* [AIM] Recast the records below as a JSON list of strings, one string per line with blank lines omitted, beginning with the line containing "Find the lifebuoy" and running through the end of the records.

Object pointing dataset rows

* * * * * * *

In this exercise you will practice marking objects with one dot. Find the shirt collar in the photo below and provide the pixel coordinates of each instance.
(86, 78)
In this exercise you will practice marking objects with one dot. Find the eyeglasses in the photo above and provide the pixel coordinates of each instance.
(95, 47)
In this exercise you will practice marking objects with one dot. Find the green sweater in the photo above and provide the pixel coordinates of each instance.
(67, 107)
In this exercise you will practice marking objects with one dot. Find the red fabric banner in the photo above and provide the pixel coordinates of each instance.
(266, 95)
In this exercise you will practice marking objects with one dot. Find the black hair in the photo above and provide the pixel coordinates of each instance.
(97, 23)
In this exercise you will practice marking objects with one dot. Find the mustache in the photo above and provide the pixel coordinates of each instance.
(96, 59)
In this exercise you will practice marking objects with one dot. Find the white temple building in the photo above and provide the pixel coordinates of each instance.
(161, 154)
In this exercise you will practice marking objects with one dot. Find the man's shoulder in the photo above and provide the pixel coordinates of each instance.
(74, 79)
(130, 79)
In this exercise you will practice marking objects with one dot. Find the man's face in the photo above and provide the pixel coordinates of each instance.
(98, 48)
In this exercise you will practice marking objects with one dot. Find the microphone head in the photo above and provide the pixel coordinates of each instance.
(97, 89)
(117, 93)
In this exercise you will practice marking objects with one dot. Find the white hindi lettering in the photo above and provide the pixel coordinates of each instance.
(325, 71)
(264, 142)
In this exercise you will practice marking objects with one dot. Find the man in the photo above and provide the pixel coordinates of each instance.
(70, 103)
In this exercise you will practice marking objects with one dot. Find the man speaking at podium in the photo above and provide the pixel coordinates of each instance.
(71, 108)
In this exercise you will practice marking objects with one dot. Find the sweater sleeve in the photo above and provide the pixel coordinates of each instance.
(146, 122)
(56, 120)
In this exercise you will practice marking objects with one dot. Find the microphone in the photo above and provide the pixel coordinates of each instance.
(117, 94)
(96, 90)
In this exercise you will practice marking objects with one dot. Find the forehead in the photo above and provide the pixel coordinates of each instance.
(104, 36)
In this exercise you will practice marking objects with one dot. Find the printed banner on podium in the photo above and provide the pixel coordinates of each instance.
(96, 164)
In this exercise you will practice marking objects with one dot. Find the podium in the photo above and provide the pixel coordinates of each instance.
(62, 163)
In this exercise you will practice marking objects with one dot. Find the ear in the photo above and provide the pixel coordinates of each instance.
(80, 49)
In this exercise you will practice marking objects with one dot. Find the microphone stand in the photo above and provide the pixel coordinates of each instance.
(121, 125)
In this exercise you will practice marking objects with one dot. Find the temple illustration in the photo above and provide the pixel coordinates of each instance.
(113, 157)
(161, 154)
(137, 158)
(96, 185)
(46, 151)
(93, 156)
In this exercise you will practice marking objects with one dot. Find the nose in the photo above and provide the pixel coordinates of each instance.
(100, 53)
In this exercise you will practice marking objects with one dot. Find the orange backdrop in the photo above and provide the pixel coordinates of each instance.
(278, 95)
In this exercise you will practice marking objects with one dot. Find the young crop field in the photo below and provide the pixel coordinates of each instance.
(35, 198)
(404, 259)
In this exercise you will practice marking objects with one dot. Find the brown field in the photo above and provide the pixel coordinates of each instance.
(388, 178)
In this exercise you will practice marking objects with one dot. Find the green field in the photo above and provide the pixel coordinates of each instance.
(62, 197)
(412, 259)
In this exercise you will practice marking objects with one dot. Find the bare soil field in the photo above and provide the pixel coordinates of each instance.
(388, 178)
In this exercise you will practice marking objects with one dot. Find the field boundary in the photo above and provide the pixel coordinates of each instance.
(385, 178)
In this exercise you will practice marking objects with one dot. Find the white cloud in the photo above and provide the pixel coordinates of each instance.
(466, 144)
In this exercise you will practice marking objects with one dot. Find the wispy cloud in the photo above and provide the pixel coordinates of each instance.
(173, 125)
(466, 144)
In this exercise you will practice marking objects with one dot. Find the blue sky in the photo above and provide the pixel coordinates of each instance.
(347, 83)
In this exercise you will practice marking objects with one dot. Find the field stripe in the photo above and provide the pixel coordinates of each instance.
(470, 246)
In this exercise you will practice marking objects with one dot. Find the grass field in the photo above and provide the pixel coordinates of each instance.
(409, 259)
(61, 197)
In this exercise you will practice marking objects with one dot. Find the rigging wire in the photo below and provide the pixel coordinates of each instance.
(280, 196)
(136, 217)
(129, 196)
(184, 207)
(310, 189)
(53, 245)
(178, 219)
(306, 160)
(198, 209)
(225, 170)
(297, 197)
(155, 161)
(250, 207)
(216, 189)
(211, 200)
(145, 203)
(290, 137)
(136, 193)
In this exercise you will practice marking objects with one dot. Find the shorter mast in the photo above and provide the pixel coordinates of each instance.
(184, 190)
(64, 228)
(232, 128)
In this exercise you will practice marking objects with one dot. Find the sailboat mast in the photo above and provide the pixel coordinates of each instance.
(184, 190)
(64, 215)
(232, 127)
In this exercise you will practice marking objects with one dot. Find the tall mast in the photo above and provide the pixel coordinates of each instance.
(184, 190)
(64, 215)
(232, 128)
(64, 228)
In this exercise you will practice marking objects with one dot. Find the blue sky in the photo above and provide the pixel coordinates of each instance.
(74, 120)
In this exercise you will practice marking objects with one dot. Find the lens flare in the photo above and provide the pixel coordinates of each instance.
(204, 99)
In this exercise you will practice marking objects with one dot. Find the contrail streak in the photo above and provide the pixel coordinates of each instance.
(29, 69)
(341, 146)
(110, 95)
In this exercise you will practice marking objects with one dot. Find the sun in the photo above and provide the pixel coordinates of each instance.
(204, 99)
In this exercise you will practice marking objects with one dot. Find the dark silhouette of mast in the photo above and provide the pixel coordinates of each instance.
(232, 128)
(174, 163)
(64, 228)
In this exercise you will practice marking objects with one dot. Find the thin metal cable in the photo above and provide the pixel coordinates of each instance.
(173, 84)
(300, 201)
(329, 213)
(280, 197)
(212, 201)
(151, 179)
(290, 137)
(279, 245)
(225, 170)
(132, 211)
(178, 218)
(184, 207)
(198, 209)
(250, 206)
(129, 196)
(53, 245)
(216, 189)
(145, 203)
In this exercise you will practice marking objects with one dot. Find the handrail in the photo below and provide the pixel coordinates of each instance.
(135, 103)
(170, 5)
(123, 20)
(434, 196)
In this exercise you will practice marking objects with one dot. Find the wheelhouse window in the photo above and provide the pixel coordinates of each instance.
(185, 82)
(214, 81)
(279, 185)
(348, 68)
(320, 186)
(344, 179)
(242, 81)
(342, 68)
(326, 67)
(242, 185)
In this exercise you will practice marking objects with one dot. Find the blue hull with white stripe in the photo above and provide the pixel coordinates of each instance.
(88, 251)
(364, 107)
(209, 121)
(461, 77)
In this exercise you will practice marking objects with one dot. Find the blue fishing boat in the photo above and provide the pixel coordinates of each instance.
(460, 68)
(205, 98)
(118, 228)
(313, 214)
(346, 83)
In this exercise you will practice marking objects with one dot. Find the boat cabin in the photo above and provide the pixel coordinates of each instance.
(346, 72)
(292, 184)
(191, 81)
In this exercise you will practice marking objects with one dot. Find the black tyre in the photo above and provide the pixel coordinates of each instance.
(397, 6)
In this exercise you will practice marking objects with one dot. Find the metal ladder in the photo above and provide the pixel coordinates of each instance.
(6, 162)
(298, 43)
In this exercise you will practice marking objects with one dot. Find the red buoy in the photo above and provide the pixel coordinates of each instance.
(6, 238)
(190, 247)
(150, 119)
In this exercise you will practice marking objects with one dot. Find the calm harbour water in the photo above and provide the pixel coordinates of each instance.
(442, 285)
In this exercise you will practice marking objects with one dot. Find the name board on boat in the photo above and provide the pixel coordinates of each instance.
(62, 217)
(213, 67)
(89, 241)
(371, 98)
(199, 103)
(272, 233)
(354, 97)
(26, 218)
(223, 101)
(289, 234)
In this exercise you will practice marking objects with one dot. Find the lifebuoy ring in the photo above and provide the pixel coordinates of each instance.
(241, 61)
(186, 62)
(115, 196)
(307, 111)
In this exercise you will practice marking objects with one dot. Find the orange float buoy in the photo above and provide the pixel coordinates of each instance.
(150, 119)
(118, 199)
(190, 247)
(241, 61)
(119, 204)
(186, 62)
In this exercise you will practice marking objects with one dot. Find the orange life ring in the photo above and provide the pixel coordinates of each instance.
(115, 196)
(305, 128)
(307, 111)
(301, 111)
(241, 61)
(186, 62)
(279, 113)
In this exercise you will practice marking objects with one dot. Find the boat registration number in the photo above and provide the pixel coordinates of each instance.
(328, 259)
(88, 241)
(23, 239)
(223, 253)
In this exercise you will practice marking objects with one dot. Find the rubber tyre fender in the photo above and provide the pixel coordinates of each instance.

* * * * * * *

* [ANSWER]
[
  "In this exercise you will practice marking objects with one dot. Find the lifebuoy ring in the photo above and provide the pixel coordinates of each instance.",
  "(241, 61)",
  "(186, 62)",
  "(115, 196)",
  "(307, 111)",
  "In this exercise you will practice marking objects with one dot. Find the orange float buoy in the photo above and provide the pixel coordinates of each instance.",
  "(150, 119)",
  "(118, 199)",
  "(190, 247)",
  "(241, 61)",
  "(119, 204)",
  "(186, 62)",
  "In this exercise you will practice marking objects with one dot. Find the orange life ring in the photo above and provide the pixel coordinates of each instance.",
  "(115, 196)",
  "(305, 128)",
  "(307, 111)",
  "(301, 111)",
  "(241, 61)",
  "(186, 62)",
  "(279, 113)",
  "In this exercise you will practice marking objects with one dot. Find the boat registration number in the photo above and provide the pixel coordinates of each instance.",
  "(328, 259)",
  "(88, 241)",
  "(23, 239)",
  "(223, 253)",
  "In this exercise you will practice marking objects with one dot. Find the rubber tyre fender in the photo above and provide the pixel coordinates of each instance."
]